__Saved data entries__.
• • •

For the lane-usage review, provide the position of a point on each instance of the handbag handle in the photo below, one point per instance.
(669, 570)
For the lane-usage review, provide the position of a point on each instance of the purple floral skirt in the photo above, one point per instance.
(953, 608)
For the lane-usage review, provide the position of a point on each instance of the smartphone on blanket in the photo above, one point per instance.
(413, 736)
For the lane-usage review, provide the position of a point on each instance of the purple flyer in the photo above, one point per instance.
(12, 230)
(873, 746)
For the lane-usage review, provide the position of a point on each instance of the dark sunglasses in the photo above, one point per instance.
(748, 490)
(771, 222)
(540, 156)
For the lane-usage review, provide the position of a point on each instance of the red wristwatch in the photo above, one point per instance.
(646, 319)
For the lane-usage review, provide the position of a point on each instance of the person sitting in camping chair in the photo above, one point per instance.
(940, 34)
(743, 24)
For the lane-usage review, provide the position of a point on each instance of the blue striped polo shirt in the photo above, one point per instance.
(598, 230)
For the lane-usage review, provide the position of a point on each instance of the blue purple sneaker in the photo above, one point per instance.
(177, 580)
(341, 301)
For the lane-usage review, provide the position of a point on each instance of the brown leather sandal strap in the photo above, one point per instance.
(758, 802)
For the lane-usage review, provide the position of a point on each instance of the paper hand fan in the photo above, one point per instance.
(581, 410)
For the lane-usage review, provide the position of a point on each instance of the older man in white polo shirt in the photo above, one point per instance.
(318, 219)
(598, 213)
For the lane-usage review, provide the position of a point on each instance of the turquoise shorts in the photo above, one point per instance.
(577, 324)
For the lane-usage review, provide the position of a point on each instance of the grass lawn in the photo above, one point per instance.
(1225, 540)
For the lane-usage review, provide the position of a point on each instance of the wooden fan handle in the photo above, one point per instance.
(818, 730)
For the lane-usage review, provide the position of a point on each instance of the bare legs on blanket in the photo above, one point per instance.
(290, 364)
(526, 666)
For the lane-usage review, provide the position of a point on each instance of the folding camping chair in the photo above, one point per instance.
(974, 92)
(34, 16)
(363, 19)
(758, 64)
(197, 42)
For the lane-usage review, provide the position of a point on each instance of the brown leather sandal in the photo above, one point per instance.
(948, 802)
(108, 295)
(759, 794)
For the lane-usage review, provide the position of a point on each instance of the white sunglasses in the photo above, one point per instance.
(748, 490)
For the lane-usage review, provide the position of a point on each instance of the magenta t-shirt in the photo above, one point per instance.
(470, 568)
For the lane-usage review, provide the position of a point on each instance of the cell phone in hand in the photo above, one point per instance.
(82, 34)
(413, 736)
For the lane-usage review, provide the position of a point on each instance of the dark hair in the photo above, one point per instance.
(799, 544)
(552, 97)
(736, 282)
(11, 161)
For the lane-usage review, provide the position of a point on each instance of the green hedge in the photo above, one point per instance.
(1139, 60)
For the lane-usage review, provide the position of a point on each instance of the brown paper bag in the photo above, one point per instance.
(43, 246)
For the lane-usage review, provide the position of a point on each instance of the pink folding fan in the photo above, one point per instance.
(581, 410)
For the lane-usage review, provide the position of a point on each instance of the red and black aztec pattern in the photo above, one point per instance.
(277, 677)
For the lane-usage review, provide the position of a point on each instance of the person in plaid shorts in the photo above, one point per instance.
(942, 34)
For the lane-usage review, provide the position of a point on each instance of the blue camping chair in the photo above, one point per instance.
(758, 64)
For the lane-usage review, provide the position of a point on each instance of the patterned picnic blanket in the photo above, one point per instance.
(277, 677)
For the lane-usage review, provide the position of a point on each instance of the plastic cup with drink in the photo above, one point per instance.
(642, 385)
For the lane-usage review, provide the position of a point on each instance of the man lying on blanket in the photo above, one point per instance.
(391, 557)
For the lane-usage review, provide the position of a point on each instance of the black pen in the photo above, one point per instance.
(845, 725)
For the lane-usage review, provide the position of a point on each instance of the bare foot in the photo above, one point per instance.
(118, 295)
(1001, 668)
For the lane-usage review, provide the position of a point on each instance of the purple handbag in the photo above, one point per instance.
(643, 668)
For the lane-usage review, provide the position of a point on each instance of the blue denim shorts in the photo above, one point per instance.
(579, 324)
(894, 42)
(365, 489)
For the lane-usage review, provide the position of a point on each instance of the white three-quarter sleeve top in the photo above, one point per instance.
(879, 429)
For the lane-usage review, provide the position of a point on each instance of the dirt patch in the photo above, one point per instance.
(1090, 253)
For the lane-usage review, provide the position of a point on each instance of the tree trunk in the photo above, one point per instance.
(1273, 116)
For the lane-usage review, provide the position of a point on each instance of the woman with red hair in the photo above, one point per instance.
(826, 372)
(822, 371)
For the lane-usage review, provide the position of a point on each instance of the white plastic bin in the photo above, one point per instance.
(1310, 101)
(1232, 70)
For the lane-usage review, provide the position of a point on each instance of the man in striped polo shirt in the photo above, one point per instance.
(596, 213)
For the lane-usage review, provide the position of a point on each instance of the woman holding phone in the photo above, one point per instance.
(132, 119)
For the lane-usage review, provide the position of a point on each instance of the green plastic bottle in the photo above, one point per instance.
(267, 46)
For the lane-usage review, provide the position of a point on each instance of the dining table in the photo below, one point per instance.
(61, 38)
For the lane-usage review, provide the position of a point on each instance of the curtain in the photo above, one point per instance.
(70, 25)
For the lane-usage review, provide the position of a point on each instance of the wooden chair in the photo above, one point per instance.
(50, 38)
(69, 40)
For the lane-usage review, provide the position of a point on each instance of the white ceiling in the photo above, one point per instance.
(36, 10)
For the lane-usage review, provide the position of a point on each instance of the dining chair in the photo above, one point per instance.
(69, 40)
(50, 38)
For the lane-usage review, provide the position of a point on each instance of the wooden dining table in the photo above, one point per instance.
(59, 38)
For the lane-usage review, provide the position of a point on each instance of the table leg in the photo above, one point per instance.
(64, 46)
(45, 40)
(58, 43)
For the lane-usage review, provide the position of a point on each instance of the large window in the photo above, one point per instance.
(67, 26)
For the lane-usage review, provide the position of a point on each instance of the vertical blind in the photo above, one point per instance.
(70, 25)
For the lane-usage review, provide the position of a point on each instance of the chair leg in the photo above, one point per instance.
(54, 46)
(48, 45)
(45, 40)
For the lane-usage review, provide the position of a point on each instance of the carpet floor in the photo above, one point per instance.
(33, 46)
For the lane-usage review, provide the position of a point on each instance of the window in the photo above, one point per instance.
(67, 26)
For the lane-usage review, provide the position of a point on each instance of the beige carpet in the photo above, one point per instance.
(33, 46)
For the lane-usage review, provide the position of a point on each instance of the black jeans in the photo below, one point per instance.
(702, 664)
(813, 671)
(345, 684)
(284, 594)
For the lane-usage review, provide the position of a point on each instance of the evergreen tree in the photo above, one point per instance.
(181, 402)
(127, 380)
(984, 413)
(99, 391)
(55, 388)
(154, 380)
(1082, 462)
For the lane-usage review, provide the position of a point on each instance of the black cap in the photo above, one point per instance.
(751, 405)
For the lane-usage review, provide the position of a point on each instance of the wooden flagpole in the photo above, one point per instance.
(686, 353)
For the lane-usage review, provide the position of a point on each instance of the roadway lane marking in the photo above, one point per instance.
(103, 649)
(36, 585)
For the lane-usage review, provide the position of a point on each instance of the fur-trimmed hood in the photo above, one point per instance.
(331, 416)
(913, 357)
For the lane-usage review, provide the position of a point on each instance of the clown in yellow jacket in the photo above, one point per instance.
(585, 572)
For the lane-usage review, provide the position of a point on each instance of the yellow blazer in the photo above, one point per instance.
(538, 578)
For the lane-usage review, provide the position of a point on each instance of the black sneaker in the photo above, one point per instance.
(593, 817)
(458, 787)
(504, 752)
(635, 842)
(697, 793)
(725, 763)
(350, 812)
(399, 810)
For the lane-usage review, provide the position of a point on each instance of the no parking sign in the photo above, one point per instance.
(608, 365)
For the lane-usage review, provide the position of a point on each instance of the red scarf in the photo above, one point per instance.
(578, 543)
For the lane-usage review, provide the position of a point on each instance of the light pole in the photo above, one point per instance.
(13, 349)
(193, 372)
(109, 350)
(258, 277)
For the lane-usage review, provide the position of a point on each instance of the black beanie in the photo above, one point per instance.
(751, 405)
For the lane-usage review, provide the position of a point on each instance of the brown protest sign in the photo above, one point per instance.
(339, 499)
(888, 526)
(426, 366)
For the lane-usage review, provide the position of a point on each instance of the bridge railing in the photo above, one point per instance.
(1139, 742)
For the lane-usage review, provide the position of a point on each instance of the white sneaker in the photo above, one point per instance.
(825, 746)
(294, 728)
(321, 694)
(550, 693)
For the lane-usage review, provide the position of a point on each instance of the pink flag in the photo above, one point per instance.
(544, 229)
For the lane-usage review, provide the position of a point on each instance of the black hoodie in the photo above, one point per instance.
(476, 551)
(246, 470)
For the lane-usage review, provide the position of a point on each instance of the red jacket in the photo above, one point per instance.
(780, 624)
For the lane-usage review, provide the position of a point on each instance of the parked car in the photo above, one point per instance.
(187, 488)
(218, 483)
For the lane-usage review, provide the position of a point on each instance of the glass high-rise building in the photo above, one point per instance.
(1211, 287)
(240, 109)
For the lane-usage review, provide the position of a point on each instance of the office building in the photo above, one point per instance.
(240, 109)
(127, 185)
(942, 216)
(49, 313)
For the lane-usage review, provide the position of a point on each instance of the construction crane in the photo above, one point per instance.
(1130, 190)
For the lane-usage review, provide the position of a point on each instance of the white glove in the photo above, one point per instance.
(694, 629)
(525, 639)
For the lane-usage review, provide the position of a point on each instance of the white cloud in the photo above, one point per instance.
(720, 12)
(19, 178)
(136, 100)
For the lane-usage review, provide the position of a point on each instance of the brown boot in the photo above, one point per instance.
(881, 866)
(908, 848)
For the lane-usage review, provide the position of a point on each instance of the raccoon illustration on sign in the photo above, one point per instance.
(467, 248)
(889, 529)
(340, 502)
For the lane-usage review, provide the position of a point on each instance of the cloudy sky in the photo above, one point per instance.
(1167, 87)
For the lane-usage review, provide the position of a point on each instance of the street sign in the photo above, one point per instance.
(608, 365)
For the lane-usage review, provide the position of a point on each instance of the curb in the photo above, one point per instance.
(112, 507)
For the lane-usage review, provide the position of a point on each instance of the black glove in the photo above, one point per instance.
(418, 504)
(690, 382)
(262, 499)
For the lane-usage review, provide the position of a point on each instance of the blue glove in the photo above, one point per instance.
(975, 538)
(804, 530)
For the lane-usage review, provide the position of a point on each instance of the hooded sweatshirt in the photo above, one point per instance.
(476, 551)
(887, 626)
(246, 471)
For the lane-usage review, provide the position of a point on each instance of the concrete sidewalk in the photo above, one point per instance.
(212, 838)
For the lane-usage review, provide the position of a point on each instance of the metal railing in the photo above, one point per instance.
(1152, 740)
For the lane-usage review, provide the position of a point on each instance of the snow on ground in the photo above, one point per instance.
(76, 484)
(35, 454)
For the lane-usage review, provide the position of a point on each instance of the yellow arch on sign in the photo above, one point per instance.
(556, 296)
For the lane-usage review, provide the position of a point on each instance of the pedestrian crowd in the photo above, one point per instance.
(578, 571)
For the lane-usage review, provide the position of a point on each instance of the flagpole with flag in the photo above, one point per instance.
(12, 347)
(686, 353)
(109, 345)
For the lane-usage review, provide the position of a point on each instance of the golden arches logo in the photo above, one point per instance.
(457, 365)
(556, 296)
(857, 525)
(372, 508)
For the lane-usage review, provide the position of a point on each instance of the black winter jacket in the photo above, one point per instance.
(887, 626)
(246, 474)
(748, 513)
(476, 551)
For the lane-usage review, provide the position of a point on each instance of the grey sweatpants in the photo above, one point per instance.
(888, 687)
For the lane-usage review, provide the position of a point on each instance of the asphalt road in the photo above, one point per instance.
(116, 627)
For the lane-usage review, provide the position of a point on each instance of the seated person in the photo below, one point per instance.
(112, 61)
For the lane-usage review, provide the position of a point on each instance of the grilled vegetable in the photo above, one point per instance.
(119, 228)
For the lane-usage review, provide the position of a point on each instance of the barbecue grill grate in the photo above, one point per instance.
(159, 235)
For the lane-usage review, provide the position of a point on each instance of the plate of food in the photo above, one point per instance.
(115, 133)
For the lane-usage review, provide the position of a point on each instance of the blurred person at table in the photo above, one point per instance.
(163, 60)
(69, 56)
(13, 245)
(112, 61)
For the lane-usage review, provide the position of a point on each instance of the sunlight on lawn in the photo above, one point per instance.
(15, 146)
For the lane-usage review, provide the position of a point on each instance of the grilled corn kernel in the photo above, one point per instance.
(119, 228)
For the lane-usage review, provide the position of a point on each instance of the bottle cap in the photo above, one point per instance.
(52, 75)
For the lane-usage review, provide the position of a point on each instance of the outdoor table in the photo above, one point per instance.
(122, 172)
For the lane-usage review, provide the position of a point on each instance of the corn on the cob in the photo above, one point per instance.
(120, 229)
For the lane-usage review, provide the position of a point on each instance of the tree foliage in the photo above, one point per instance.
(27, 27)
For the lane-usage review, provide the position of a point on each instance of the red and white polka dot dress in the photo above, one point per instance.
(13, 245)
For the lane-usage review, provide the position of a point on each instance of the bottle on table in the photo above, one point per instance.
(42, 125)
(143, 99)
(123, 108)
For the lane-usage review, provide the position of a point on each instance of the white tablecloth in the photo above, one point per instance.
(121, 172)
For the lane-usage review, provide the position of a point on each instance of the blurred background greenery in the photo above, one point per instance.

• • •

__OBJECTIVE__.
Lay out the stretch of the listing from the line containing "of the construction" through the line containing "(1152, 740)", both lines included, as a two-column CSV with the headers request and points. Give one row per request, with its text and its answer each in a single double-quoted field and any line breaks replaced by spaces.

__COMPLETED TASK__.
request,points
"For the lane-usage review, provide the position of a point on each instance of the construction crane in the photo above, one point per instance.","(1130, 190)"
"For the lane-usage review, provide the position of a point on each instance of the white glove in the photo above, one point per instance.","(694, 629) (525, 639)"
"For the lane-usage review, provide the position of a point on each instance of the white cloud in the photo above, one point per instance.","(720, 12) (19, 178) (136, 100)"
"For the lane-usage review, provide the position of a point on each instance of the brown boot in the photo above, one point per instance.","(881, 866) (908, 848)"
"For the lane-usage review, provide the position of a point on each instance of the raccoon illustration on sign in the photo above, one point per instance.","(467, 248) (889, 529) (340, 502)"
"For the lane-usage review, provide the position of a point on each instance of the cloudy sky in the photo above, one point per instance.","(1167, 87)"
"For the lane-usage review, provide the position of a point on each instance of the street sign in the photo above, one point per instance.","(608, 365)"
"For the lane-usage review, provide the position of a point on each instance of the curb in the photo above, one point per instance.","(112, 507)"
"For the lane-usage review, provide the position of a point on each instance of the black glove in the photo above, one point per instance.","(418, 504) (690, 382) (262, 499)"
"For the lane-usage review, provide the position of a point on each instance of the blue glove in the photo above, one point per instance.","(975, 538) (804, 530)"
"For the lane-usage review, provide the position of a point on each instance of the hooded sweatshirt in the photo above, one point per instance.","(476, 551) (887, 626) (246, 471)"
"For the lane-usage review, provide the position of a point on each instance of the concrete sidewalk in the photo above, one point per instance.","(212, 838)"
"For the lane-usage review, provide the position of a point on each instance of the metal railing in the photo above, one point per instance.","(1152, 740)"